- INSTRUCTION
Gather every line of the data below that contains the word "object".

- PROVIDED RECORDS
----------------

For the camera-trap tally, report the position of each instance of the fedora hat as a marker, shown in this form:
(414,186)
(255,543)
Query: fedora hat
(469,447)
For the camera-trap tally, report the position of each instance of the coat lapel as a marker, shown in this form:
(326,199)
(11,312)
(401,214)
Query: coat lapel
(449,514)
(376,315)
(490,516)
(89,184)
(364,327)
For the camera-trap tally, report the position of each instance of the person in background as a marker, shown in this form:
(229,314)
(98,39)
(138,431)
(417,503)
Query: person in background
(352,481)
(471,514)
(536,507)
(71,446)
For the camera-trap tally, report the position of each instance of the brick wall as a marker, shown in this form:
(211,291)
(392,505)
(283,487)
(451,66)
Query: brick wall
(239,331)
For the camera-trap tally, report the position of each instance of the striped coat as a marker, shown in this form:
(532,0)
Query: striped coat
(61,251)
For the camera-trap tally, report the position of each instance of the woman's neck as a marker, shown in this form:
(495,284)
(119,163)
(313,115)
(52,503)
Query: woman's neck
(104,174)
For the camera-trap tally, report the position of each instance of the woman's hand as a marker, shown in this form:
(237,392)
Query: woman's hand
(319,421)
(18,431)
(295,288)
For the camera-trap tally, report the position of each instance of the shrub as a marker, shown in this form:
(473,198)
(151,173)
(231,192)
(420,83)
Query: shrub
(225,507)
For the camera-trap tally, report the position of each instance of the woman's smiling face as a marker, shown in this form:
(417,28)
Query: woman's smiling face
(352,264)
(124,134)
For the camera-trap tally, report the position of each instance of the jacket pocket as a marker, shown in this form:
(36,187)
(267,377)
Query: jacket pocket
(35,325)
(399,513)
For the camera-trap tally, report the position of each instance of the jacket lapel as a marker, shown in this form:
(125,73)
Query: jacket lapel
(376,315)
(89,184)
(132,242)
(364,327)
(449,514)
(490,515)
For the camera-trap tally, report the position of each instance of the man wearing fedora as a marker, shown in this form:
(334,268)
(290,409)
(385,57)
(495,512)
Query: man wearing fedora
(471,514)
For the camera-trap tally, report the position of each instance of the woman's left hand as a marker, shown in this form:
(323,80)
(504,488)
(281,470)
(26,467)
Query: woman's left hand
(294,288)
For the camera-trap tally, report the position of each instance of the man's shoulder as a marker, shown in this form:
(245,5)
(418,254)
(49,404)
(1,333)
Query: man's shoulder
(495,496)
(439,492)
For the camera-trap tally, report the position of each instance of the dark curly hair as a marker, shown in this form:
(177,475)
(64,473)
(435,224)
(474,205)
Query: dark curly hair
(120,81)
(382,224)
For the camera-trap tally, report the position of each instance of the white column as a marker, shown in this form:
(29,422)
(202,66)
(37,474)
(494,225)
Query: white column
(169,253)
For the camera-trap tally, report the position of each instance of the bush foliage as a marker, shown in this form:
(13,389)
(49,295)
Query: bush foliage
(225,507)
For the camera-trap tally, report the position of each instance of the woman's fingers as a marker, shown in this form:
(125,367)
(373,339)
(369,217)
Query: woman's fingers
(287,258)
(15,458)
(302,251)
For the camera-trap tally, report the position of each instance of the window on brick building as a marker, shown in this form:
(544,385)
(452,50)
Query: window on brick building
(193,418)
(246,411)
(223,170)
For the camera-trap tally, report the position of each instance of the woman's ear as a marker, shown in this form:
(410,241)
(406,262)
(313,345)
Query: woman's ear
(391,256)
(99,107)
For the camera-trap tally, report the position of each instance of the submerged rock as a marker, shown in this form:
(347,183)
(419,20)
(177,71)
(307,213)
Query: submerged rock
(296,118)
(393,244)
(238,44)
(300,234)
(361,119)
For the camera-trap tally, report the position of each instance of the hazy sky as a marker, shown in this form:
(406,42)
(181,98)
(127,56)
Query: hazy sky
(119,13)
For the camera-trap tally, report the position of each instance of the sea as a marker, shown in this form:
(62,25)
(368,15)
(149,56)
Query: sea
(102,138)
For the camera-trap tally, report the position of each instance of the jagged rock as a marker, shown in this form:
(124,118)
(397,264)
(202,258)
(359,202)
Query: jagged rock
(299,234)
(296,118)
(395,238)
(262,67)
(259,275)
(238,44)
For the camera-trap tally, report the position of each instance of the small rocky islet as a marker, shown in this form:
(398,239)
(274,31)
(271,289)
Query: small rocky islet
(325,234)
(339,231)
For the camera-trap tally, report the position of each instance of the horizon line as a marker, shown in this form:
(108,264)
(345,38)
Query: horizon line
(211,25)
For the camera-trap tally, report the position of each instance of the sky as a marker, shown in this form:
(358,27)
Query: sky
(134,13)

----------------

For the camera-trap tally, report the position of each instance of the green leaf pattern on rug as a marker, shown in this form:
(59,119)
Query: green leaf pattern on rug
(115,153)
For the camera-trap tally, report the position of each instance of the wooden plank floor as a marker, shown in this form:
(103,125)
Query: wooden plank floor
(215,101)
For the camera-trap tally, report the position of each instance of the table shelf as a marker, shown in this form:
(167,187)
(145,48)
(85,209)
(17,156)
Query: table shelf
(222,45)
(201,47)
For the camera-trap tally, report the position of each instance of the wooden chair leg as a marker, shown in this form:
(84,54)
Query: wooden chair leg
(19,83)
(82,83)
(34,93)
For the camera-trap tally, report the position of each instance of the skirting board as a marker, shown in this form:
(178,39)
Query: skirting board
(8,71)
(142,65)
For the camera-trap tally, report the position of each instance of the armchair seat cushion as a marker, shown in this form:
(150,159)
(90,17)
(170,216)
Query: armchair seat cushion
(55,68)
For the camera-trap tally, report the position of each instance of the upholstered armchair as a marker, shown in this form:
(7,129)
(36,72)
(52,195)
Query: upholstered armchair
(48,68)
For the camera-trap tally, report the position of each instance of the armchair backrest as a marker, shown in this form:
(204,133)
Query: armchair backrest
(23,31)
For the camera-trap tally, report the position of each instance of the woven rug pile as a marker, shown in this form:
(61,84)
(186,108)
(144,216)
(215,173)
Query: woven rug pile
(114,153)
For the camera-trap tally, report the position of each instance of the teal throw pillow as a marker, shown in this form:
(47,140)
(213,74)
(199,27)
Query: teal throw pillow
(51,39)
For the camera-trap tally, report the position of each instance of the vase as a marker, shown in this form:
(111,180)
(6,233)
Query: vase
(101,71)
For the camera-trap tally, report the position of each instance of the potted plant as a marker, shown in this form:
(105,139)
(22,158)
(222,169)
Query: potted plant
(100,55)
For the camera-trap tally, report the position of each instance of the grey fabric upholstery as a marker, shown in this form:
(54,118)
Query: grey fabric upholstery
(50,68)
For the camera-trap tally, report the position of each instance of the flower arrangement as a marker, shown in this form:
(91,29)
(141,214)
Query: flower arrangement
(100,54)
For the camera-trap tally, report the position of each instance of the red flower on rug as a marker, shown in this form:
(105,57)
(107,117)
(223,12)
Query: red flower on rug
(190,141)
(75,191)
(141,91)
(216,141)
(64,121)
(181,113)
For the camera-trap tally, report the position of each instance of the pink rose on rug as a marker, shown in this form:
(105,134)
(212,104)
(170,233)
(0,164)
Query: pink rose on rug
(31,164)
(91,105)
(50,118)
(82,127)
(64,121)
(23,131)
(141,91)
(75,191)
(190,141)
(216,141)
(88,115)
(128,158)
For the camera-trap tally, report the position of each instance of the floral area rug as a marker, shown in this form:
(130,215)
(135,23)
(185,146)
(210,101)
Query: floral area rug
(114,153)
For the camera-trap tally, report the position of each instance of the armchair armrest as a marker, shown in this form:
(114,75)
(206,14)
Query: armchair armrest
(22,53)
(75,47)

----------------

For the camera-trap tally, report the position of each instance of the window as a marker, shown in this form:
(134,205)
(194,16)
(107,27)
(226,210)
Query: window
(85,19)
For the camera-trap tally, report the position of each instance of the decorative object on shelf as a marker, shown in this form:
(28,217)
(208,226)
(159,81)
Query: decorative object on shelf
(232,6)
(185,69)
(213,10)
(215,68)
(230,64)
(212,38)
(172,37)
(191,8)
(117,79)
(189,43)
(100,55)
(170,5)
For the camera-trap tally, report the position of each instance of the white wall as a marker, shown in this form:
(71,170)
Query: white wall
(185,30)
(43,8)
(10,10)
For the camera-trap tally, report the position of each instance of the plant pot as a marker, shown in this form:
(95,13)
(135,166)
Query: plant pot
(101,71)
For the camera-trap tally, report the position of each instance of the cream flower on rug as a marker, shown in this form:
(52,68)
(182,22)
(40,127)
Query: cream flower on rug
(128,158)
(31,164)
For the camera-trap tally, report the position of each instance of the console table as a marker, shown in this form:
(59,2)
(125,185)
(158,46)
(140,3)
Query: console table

----------------

- THE COMPLETED TASK
For the camera-trap tally, report the position of each instance of the decorative object on shelf as a marker, shown in this form:
Query: decorative object on shelf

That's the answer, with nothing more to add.